The recipe already calls for sugar I just wanted the bread a bit sweeter but love the consistency and fluff the of the bread is perfect and I don't want it effected.
Cynthia is a trusted source on Bread/Baking.
You can certainly increase the sugar a bit, but without knowing what kind of dough you're making, it is difficult to guess the appropriate amount. By adding sugar, you are essentially super sizing your dough's fast food component. Yeast cells will gobble up sugar readily and begin reproducing rapidly; if you increase the sugar, you will send them into overdrive and risk over-proofing your dough because by the time the yeast population begins to break down the starches in your flour into simple sugars, there is already such a huge population that there may not be an adequate food supply for them. The best way to counter that effect is to also boost the salt in your dough. Salt competes more effectively than yeast for water at the cellular level, so it essentially rations the amount of water critical for yeast cells to reproduce. If you increase you sugar by 10%, also increase the salt by the same percentage.
= = =
§ EXERCISE AIM
Can you carry on the text about making bread dough sweeter, starting after its last sentence?

[Natural-language object grounding rows]
= = =
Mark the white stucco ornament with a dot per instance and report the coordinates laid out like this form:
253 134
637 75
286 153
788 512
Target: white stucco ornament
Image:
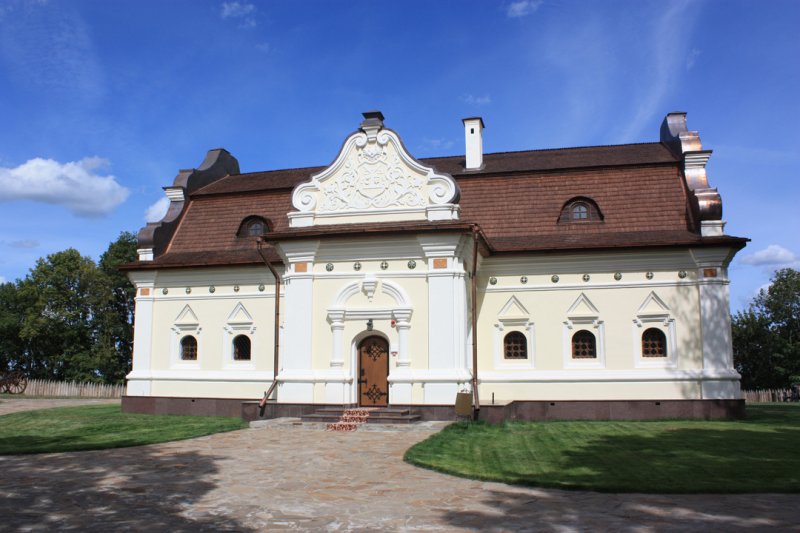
= = =
§ RESPONSE TO THIS TASK
As Cynthia says, depends on the recipe, but I find that if you add much more sugar than the recipe calls for, it really can affect the texture of a loaf or leavened cake, and it can get very heavy and dense. One idea that I came across recently and which worked brilliantly is to add crushed sugar cubes to the dough when you put it in for the final rising - you'll get lots of little sweet spots in the dough, and can be fairly sure that the dough will rise properly. Otherwise, you can (1) have a look for a recipe that calls for more sugar, as it should work properly, or (2) brush the loaf with sugar syrup for some extra sweetness.